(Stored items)
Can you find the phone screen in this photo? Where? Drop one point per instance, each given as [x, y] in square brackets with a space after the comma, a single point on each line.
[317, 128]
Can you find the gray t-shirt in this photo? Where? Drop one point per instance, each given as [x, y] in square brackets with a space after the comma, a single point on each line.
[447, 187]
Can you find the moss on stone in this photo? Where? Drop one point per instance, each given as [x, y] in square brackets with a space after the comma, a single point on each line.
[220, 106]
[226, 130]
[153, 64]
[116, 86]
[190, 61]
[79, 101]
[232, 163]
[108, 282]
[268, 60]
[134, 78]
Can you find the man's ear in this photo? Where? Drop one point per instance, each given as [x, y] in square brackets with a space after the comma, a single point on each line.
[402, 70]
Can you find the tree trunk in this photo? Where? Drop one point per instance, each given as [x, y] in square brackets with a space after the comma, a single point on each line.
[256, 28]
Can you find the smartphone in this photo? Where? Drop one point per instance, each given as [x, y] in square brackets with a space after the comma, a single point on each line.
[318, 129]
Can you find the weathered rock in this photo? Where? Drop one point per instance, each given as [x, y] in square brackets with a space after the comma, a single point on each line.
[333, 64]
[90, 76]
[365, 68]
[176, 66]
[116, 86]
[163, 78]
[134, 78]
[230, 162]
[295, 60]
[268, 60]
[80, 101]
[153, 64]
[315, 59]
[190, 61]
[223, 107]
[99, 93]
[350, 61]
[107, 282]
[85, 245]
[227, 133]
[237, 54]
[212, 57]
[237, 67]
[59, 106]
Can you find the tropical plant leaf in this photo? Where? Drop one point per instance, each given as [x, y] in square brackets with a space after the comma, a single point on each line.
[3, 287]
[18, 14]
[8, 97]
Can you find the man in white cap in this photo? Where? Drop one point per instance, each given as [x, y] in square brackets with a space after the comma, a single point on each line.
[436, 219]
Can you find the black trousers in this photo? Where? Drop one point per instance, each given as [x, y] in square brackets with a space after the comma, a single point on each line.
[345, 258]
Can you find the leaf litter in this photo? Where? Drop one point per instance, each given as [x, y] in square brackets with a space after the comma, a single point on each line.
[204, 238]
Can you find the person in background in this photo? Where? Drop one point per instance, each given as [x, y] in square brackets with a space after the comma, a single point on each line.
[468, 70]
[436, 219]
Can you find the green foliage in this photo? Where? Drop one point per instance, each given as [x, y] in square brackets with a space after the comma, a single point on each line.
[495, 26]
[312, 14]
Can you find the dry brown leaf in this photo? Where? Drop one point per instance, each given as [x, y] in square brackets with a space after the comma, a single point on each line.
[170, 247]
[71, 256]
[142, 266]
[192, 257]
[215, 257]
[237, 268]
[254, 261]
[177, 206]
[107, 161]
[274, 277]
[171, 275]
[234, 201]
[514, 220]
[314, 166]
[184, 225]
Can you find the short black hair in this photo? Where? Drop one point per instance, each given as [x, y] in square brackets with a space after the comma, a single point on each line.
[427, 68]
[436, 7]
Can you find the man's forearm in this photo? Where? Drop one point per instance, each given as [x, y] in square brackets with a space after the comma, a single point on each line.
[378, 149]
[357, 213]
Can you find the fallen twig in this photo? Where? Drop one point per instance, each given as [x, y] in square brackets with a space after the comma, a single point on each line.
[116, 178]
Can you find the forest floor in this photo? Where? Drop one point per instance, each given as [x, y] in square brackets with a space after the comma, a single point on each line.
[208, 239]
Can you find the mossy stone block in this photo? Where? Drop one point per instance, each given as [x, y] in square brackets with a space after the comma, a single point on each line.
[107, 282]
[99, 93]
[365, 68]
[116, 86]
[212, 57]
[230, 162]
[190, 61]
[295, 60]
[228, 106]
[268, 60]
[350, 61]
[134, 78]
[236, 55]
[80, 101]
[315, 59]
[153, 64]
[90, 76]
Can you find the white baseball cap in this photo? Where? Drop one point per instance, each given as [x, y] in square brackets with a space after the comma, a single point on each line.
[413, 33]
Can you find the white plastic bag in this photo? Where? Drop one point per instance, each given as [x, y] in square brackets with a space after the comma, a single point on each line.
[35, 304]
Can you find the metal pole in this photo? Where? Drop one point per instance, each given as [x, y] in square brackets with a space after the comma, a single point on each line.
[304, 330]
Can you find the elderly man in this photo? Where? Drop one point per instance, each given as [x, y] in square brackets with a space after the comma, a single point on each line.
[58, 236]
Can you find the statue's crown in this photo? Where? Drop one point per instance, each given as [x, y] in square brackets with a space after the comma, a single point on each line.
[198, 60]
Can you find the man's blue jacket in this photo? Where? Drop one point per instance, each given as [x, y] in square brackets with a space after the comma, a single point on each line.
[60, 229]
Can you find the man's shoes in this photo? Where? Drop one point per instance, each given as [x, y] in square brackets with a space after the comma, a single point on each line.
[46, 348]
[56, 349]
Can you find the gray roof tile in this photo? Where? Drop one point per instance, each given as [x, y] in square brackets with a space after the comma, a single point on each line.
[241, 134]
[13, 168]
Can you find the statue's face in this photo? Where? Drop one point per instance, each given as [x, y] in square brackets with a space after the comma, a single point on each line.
---
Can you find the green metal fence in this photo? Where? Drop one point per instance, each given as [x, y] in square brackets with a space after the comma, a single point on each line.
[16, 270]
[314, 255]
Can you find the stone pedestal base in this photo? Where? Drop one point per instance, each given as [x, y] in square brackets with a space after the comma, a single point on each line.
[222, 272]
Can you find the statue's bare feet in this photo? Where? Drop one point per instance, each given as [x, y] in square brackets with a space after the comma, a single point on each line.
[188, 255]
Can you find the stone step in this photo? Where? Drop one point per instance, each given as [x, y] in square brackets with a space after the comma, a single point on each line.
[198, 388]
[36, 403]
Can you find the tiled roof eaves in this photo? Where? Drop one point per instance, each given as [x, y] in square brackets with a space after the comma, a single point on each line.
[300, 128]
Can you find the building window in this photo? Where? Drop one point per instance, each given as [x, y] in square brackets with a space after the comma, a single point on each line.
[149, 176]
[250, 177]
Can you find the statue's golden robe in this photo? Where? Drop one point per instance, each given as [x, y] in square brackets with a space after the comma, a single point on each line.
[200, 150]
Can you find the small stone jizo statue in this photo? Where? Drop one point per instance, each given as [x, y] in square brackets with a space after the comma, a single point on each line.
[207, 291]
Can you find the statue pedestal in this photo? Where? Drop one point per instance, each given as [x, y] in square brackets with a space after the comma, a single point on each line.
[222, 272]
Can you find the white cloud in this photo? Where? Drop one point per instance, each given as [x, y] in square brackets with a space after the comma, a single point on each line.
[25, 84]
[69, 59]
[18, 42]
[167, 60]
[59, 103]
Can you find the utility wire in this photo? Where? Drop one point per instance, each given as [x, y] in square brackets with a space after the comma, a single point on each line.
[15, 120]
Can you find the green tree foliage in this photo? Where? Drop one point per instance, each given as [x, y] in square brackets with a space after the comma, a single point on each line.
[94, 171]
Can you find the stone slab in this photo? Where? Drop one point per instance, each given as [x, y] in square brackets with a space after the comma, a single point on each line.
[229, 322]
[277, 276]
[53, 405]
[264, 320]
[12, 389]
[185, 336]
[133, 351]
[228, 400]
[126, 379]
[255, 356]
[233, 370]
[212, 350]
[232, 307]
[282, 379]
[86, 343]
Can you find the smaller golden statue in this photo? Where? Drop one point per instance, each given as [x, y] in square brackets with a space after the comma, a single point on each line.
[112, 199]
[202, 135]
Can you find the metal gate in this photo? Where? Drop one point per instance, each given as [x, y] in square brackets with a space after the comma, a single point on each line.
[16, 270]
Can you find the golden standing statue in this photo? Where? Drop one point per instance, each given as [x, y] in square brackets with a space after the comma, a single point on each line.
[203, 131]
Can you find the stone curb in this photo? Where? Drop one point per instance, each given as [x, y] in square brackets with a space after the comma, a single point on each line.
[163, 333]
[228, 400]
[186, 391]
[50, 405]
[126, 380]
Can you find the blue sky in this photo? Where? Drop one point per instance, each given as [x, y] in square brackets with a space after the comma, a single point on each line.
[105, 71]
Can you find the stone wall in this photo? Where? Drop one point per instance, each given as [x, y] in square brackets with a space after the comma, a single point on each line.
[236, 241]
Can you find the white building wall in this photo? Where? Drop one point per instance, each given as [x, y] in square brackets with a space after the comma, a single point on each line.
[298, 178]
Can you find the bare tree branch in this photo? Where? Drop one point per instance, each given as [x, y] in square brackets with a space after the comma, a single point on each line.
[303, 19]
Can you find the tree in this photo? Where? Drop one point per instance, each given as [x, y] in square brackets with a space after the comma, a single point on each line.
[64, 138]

Exercise directions | Return a word-for-word copy of the lines above from the one holding "Can you find the gray roof" through the one holding "Can you find the statue's face", with both of them included and nothing besides.

Exercise solution |
Can you find the gray roof tile in this photo? Where? Drop one point per instance, each given as [x, y] in square brackets with a space after the comma, a single point on each line.
[241, 134]
[13, 168]
Can you find the statue's face in this photo? Where? Drop one point per instance, each given as [x, y] in square brackets with a space after the comma, a single point on each line.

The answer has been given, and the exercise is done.